**Excerpted passage**
-----

But Texas Republicans this year have conspicuously stayed on the sidelines. They’ve instead let other conservative states lead efforts squarely aimed at the Supreme Court’s 1973 Roe v. Wade decision that legalized abortion.
That includes Alabama’s new abortion ban passed this week, along with measures in Kentucky, Mississippi, Georgia and Ohio that prohibit abortion after a fetal heartbeat is detected.
Democrats said the latest bill passed by the Texas House, although smaller in scale, would still have significant ramifications and disrupt women’s health services. The Austin Planned Parenthood location that leases a city-owned space for $1 a year does not offer abortion.
“It would not impact abortion services,” said Republican state Rep. Sarah Davis, who stood with Democrats during the floor debate. She said the bill instead was a “statement that the Texas Legislature is so anti-abortion we’re going to prove it by hurting women.”
Democrats tried derailing the bill through procedural measures during a debate that dragged on for hours in the waning days of Texas’ 140-day legislative session, which is set to adjourn May 27. The measure prohibits a government entity from entering into a “taxpayer resource transaction” with an abortion provider or affiliate.

-----

**Recorded data**
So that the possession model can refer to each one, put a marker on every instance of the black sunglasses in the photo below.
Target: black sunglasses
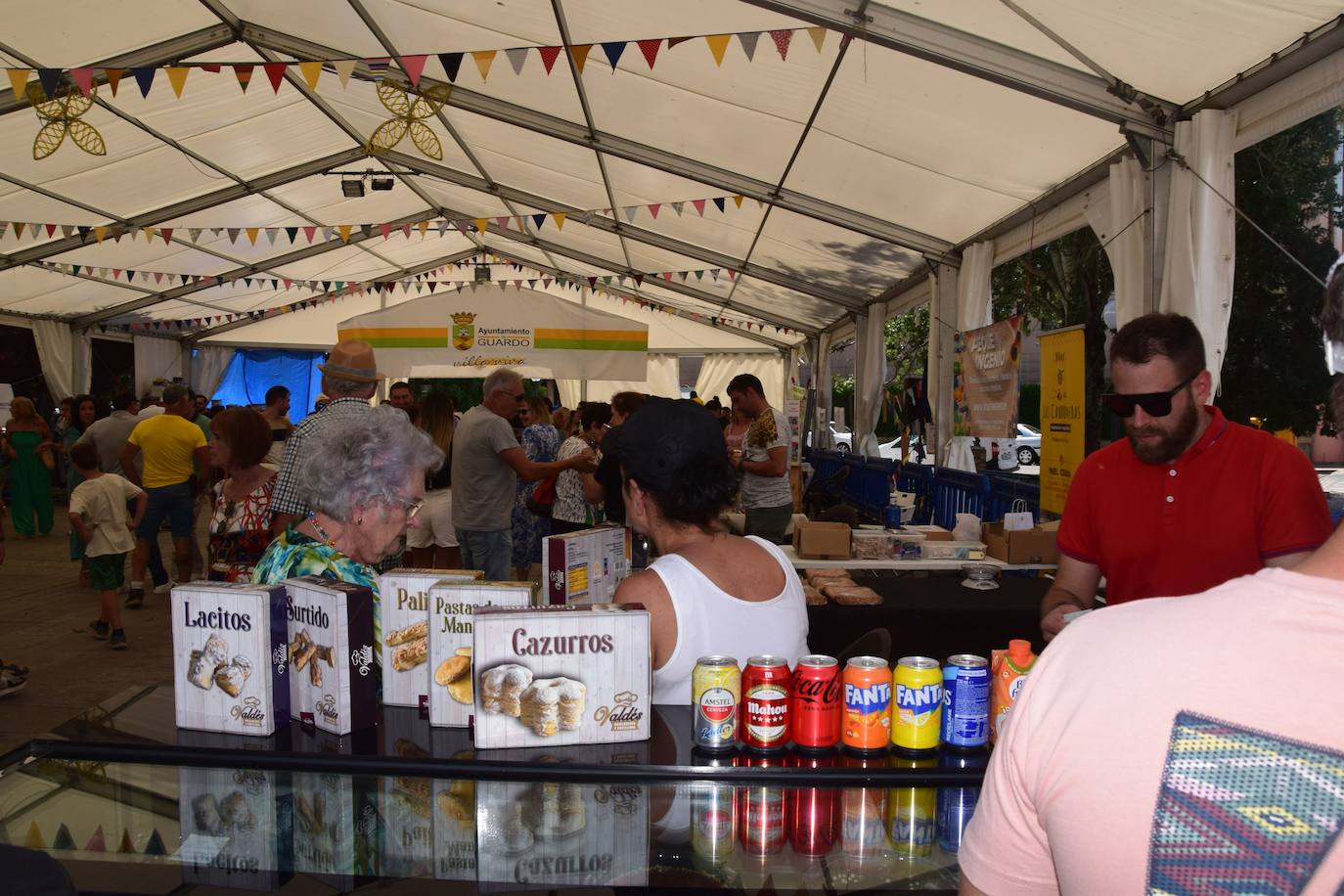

-----

**Problems and tasks**
**A)** In the passage on the Texas abortion bill, how much does the Austin Planned Parenthood location pay to lease its city-owned space?
**B)** Please say whether each statement agrees with the passage on the Texas abortion bill, answering yes or no and quoting the deciding words: (i) Alabama passed a new abortion ban this week. (ii) The Austin Planned Parenthood location offers abortion. (iii) The Texas legislative session is set to adjourn May 27.

**Answers**
**A)** $1 a year.

**B)**
(i) Yes: "Alabama’s new abortion ban passed this week"
(ii) No: "does not offer abortion"
(iii) Yes: "which is set to adjourn May 27"